- [Excerpt]:

In Rose's Stores, Inc., the defendants moved pursuant to section 1–76(1) to transfer venue after the plaintiff filed an action for breach of contract in Vance County alleging that the defendants had breached a lease agreement concerning a shopping center in Nash County. 270 N.C. at 202, 154 S.E.2d at 321. The trial court denied the motion to transfer, and in affirming its decision, our Supreme Court explained that “[i]t is the principal object involved in the action which determines the question [of whether an action is local or transitory], and if title is principally involved or if the judgment or decree operates directly and primarily on the estate or title, and not alone in personam against the parties, the action will be held local.” Id. at 206, 154 S.E.2d at 323 (citation omitted). However, since the plaintiff's complaint did not affect the title to the land and “sound[ed] of breach of contract and not for recovery of real property, or of an estate or interest therein, or for the determination of any form of such right or interest, and for injuries to real property,” the Court held the action was transitory and was not removable under section 1–76(1). Id. at 206, 154 S.E.2d at 324 (citation and internal quotation marks omitted). One year later, the Court followed a similar rationale in Thompson, wherein it reversed the trial court's decision to grant the defendant's motion to transfer venue pursuant to section 1–76(1) after the plaintiff had filed suit for breach of contract in Wake County alleging that the defendant, who had agreed to construct a beach house in Carteret County, had performed defective and unsafe work. 272 N.C. at 504, 158 S.E.2d at 634. In so holding, the Thompson Court observed:
[The p]laintiff's action is to recover monetary damages for the breach of a contract to construct a house. Its purpose is not to recover real property, not to determine an estate or interest in land, and not to recover for damages to realty. It is not, therefore, a local action within the meaning of section 1–76(1) , and [the] defendant is not entitled to have the cause removed to Carteret County as a matter of right. The test is this: If the judgment to which [the] plaintiff would be entitled upon the allegations of the complaint will affect the title to land, the action is local and must be tried in the county where the land lies unless [the] defendant waives the proper venue; otherwise the action is transitory and must be tried in the county where one or more of the parties reside at the commencement of the action.
Id. at 504–05, 158 S.E.2d at 634–35. In Antiquity's view, based on the holdings in Rose's Stores, Inc. and Thompson, the fact that the present lawsuit seeks money damages for breach of contract and does not involve any issue affecting title to the Project means that it is a transitory action, and that the trial court erred in granting the Defendants' motion to transfer venue to Mecklenburg County.

[Records pointing to named objects]
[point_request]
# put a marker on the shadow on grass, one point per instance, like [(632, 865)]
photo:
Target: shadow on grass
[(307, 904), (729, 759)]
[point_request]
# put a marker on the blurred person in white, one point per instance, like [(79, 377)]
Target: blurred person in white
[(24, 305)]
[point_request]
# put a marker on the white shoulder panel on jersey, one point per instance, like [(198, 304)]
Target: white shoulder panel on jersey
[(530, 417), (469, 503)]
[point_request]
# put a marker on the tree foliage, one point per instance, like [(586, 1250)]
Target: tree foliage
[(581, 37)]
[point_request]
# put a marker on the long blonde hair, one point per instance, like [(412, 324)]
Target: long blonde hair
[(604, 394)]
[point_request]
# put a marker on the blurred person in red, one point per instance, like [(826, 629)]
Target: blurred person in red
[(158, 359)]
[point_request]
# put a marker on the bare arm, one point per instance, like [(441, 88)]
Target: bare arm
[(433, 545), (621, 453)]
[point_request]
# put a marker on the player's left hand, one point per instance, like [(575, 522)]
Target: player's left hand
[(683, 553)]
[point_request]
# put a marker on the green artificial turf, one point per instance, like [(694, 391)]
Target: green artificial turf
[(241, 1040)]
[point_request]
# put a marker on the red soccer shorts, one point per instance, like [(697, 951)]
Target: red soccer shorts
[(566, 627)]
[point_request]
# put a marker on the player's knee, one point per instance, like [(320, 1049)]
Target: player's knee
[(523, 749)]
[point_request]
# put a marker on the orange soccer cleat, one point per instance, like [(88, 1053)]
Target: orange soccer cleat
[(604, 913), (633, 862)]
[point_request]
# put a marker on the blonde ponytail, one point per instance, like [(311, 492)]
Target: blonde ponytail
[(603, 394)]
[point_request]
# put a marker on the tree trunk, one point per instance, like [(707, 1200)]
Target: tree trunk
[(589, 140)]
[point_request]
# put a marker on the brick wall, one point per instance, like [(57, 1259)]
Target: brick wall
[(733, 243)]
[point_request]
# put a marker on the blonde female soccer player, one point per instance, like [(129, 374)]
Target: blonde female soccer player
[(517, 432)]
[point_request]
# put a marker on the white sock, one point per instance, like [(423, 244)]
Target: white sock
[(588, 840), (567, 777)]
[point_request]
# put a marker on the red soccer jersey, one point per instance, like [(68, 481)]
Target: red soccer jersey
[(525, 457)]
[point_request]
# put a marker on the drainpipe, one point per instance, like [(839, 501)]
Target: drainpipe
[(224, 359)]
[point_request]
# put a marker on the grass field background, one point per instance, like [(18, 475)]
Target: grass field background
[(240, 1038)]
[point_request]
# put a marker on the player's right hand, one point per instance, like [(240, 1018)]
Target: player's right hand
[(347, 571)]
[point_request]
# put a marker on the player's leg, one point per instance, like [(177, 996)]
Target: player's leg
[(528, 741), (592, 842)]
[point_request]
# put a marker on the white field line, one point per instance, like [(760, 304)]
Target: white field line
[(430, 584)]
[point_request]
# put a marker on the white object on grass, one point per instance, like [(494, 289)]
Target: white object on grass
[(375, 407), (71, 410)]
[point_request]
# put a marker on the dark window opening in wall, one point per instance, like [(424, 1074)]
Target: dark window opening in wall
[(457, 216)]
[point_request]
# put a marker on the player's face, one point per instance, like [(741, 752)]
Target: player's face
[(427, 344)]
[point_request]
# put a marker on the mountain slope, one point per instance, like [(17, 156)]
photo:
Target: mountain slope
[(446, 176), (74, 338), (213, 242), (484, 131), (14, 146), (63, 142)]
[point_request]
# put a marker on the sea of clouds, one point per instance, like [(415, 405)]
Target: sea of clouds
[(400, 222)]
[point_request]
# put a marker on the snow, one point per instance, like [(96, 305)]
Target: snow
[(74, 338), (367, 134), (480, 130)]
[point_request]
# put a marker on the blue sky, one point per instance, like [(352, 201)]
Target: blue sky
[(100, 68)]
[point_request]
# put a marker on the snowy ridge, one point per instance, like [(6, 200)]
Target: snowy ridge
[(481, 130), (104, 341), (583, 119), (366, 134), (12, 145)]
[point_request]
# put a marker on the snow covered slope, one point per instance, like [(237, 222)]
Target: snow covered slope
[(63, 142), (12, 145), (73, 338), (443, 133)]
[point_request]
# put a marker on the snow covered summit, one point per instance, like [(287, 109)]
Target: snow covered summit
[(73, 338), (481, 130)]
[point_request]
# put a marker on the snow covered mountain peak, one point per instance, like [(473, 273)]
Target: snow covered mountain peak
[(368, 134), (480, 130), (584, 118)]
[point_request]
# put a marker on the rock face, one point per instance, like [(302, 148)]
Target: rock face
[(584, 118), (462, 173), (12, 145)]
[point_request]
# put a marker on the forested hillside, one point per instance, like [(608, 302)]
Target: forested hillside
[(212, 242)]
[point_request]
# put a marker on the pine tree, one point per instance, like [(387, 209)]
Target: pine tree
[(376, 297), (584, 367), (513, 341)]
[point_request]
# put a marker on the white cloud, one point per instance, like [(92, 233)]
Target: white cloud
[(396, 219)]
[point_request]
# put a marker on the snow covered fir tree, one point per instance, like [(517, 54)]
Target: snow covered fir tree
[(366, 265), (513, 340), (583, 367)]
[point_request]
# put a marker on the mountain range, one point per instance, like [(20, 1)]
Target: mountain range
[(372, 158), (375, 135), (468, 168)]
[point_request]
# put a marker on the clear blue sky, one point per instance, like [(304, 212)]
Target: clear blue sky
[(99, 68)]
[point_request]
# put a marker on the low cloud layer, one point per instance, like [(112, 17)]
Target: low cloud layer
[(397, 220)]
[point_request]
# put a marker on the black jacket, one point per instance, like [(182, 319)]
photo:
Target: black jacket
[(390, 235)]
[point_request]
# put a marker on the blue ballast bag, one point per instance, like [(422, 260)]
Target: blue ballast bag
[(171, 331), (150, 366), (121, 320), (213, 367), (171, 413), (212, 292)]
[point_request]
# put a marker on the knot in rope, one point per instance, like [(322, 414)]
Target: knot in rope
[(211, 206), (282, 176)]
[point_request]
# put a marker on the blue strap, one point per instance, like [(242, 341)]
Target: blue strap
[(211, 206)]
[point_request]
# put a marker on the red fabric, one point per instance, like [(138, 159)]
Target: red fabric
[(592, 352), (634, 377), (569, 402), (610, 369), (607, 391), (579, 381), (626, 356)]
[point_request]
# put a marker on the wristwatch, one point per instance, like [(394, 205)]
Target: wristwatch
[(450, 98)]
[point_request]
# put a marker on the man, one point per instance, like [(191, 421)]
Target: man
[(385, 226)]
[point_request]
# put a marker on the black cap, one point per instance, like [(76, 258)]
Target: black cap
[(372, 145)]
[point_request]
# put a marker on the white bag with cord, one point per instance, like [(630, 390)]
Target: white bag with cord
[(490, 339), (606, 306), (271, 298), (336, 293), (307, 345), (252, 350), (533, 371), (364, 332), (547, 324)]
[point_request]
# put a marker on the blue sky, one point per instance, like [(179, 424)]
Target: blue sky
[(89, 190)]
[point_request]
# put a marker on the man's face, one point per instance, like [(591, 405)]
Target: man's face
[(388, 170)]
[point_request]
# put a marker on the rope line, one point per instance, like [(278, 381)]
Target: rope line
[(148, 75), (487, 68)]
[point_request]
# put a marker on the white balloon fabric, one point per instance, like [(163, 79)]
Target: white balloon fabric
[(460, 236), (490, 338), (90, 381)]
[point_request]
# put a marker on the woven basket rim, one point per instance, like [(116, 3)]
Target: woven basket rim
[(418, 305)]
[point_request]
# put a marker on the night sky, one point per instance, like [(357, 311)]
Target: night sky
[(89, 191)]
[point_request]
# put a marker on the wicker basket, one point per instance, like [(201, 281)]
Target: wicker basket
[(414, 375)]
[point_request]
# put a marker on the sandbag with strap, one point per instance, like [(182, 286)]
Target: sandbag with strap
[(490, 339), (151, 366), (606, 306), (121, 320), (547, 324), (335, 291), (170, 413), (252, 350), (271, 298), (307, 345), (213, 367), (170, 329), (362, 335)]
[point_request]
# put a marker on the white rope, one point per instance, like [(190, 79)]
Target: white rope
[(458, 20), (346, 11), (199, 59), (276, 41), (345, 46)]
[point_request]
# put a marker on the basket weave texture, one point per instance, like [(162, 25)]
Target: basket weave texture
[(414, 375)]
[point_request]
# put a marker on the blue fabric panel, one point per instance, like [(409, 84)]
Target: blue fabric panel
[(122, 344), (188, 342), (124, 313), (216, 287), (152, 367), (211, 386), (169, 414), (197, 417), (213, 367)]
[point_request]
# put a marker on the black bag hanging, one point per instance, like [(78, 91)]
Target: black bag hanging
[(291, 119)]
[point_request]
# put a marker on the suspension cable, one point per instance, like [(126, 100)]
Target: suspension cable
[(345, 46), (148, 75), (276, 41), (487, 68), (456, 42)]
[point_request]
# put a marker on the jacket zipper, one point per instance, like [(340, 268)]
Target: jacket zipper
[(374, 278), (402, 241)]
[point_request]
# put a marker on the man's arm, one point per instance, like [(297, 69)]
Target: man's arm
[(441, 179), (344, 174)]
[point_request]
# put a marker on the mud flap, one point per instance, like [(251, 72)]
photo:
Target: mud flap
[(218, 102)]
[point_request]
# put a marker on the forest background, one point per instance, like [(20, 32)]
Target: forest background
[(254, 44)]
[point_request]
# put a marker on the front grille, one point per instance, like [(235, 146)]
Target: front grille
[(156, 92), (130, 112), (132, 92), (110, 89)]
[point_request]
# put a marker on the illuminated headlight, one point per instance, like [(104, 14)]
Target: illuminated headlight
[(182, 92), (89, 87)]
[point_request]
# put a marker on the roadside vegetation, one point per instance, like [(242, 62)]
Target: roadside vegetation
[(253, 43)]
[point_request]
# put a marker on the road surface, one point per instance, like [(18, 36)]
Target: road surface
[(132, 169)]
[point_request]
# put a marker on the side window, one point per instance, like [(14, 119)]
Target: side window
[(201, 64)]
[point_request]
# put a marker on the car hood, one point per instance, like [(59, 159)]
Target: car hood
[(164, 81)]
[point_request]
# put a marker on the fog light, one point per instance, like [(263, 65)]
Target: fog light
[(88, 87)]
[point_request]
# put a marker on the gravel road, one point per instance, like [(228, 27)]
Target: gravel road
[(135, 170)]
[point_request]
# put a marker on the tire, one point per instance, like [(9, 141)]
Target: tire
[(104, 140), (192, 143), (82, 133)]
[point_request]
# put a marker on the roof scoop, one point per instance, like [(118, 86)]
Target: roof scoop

- [Short task A]: According to the excerpt on venue, in which county did the plaintiff in Thompson file suit for breach of contract?
- [Short task B]: Find every line of the records that contains the word "knot". Case counts.

- [Exercise answer A]: Wake County.

- [Exercise answer B]:
# put a marker on the knot in rope, one point per instance, like [(322, 414)]
Target: knot in rope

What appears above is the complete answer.